WRITTEN INSTRUCTION
Rewrite the listing with every "woman's shoulder" swapped for "woman's upper arm", changing nothing else, and leave the pictures out of your version.

Outline listing
--------

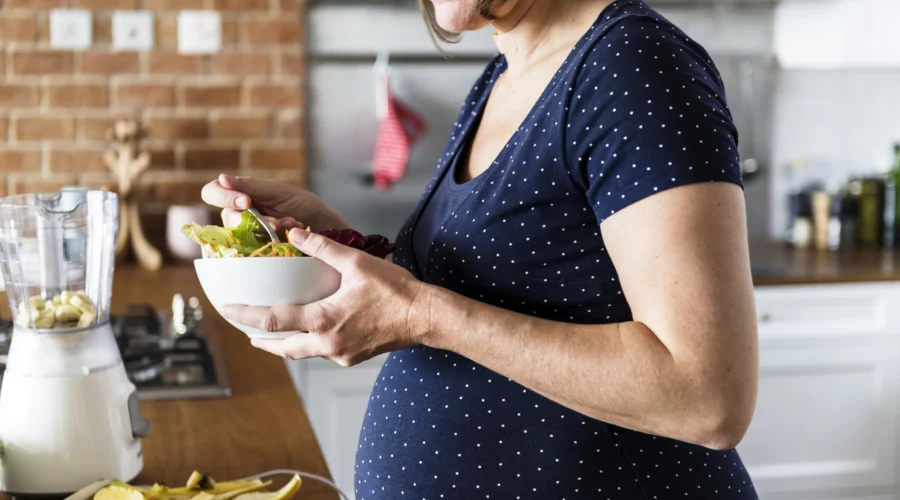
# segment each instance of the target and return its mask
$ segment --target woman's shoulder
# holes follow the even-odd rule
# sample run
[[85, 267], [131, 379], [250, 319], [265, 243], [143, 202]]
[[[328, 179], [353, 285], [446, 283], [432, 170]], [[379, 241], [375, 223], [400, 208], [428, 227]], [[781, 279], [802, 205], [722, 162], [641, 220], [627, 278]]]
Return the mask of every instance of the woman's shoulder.
[[617, 3], [622, 5], [604, 12], [576, 50], [569, 63], [572, 84], [700, 80], [723, 89], [712, 57], [699, 43], [643, 1]]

--------

TASK RESULT
# segment each instance of the target and return its mask
$ segment --target woman's upper arm
# holes follow the even-odd rule
# sample run
[[85, 267], [131, 379], [250, 319], [265, 243], [143, 202]]
[[[328, 179], [353, 285], [446, 283], [432, 170]], [[379, 241], [375, 223], [400, 208], [428, 227]], [[781, 279], [802, 205], [722, 162], [641, 220], [627, 278]]]
Return the mask of every instance of the woman's upper arm.
[[617, 3], [622, 5], [604, 12], [576, 50], [569, 63], [572, 84], [700, 80], [723, 89], [712, 57], [699, 43], [643, 1]]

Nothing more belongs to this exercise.